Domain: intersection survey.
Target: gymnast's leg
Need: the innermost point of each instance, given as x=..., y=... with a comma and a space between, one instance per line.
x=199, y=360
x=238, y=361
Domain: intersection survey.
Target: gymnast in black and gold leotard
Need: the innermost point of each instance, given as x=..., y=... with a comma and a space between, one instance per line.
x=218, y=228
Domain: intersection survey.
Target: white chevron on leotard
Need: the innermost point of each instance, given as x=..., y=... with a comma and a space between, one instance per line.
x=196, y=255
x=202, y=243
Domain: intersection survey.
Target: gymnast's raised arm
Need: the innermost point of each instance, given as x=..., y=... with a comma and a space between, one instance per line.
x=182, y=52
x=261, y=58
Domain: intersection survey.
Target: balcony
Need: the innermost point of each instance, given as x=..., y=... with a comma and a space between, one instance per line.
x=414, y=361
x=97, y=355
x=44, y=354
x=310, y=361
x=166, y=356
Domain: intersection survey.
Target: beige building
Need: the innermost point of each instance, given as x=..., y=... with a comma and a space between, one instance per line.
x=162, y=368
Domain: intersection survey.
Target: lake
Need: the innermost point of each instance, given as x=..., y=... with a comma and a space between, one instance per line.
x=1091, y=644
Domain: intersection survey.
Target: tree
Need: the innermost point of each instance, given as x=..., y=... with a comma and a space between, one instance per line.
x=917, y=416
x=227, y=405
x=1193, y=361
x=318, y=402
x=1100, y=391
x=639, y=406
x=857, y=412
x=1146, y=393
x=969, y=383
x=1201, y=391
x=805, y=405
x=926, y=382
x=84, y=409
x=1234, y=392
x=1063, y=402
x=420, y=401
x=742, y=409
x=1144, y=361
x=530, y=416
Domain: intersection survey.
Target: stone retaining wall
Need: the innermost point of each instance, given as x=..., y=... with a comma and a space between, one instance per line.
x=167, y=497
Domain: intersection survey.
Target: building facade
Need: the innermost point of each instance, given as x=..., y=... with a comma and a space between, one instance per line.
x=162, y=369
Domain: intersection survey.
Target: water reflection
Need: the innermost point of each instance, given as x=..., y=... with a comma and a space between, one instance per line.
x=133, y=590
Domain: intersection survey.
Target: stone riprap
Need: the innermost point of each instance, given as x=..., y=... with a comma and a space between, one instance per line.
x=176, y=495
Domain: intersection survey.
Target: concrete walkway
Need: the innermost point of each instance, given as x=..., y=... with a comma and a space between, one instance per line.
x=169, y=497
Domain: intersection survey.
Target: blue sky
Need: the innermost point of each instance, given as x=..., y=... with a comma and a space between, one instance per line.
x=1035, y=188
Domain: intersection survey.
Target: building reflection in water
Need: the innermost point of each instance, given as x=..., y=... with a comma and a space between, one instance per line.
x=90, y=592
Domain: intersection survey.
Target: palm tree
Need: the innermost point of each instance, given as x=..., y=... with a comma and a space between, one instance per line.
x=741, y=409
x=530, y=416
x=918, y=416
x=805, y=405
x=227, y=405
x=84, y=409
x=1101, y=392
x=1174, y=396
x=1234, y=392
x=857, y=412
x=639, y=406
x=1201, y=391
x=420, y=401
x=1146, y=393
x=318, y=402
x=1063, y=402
* * *
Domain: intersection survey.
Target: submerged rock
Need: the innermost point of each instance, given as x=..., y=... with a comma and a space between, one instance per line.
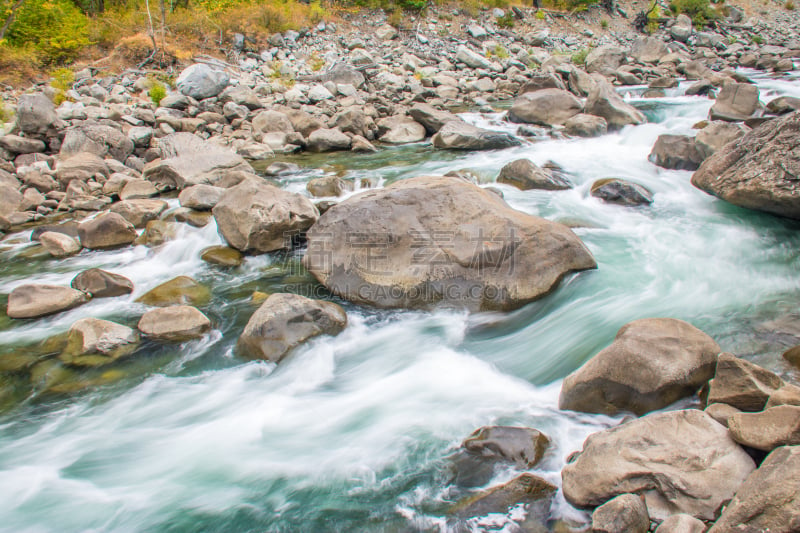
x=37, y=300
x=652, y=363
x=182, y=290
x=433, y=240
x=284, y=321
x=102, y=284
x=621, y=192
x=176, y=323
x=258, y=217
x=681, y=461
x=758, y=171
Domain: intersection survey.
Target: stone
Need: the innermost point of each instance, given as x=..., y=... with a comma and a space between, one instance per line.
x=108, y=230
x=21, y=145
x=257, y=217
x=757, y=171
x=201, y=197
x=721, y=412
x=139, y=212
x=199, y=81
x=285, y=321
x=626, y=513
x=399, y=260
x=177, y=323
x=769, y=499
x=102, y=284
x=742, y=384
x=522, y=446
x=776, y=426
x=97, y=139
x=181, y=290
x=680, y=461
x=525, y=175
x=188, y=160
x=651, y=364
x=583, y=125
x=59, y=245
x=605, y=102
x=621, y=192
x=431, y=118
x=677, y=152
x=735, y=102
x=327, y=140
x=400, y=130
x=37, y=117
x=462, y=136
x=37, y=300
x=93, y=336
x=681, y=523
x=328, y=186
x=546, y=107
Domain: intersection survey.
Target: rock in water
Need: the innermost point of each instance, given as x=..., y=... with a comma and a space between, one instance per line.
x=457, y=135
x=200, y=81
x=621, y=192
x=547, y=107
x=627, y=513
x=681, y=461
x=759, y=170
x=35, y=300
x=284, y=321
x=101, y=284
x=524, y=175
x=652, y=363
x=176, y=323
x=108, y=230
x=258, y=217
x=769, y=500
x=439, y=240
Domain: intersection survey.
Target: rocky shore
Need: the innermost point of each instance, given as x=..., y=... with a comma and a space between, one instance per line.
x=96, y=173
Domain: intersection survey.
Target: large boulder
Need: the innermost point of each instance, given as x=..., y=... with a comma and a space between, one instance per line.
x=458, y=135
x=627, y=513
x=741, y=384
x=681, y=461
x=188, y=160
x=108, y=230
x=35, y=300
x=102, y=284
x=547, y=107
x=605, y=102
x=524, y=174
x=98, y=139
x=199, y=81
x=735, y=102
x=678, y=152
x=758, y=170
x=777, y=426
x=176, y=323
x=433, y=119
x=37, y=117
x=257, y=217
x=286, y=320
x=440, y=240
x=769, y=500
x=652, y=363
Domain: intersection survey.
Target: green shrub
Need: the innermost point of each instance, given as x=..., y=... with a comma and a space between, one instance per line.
* * *
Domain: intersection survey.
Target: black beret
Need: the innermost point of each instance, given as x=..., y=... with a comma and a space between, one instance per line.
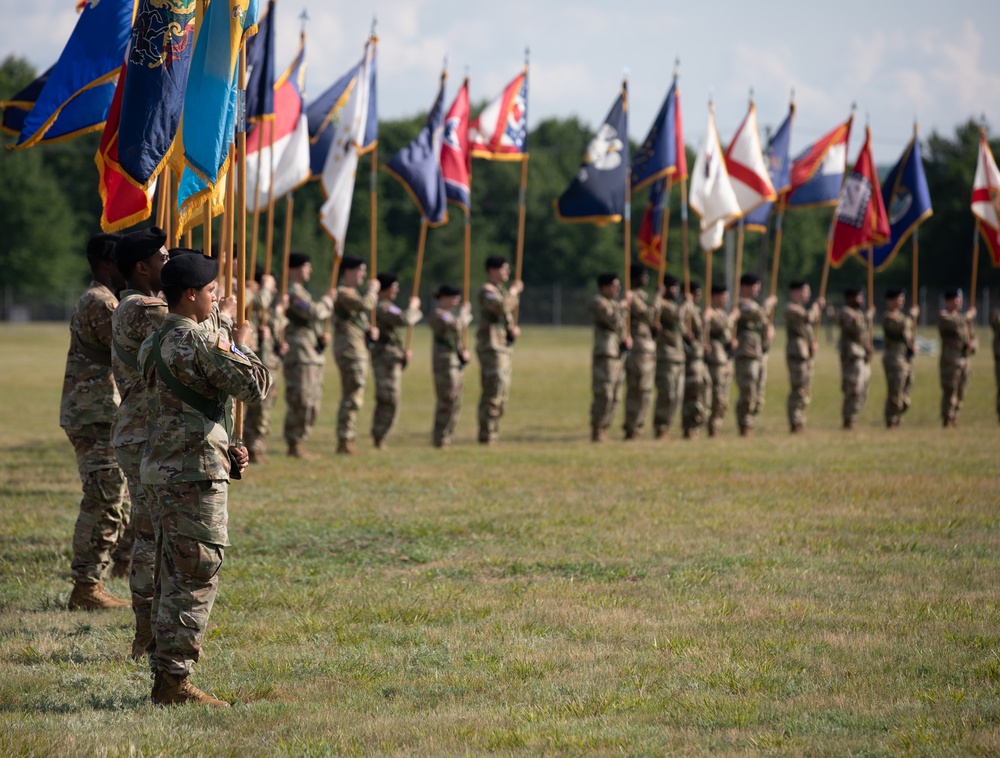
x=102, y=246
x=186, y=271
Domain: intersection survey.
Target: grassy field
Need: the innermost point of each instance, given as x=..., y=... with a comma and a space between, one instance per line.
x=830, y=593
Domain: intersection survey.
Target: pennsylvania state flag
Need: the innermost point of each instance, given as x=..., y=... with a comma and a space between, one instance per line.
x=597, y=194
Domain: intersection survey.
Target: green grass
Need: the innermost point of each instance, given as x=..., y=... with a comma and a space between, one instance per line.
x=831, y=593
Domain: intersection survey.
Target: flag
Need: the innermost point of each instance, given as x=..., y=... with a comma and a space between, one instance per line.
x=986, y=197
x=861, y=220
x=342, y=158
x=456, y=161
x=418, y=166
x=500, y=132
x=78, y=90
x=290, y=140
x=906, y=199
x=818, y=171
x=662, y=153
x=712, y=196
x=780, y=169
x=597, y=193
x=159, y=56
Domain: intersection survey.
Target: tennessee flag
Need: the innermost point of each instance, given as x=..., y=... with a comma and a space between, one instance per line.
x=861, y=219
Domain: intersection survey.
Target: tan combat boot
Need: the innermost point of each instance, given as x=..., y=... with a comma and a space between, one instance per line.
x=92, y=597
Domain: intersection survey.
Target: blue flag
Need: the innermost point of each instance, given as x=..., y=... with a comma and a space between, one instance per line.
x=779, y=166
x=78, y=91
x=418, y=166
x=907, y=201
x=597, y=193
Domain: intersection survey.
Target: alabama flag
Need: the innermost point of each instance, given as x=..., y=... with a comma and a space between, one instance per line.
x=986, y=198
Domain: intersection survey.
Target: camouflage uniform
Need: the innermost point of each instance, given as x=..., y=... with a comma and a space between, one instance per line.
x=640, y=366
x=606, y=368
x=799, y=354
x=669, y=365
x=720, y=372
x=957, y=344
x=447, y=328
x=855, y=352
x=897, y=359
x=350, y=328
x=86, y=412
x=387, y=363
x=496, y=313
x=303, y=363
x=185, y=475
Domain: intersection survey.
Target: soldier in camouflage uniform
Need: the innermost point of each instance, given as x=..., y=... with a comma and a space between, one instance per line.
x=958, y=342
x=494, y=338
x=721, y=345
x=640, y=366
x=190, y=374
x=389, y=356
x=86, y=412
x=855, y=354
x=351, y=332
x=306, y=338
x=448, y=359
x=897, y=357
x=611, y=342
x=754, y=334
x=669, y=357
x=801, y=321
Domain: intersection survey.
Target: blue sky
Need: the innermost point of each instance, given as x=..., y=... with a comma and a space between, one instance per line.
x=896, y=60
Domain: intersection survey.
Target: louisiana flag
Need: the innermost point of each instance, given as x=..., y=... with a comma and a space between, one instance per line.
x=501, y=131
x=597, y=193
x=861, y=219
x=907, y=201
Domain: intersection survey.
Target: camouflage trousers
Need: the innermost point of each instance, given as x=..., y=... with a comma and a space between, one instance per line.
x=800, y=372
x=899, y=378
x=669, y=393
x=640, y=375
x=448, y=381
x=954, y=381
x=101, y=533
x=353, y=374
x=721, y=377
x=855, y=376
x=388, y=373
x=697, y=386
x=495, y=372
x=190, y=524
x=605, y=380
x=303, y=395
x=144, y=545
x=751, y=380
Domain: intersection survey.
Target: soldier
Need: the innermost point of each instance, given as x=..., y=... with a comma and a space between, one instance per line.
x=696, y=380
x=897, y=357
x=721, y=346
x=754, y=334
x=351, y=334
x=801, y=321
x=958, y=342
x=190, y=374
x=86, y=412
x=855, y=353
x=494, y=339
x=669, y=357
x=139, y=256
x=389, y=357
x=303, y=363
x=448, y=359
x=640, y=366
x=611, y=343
* * *
DIRECTIONS >>
Search the entries for the word "gymnast" and pick out every line that holds it.

RESULT FOR THIS EXERCISE >>
Target: gymnast's leg
Target: gymnast in black and gold leotard
Target: gymnast's raised arm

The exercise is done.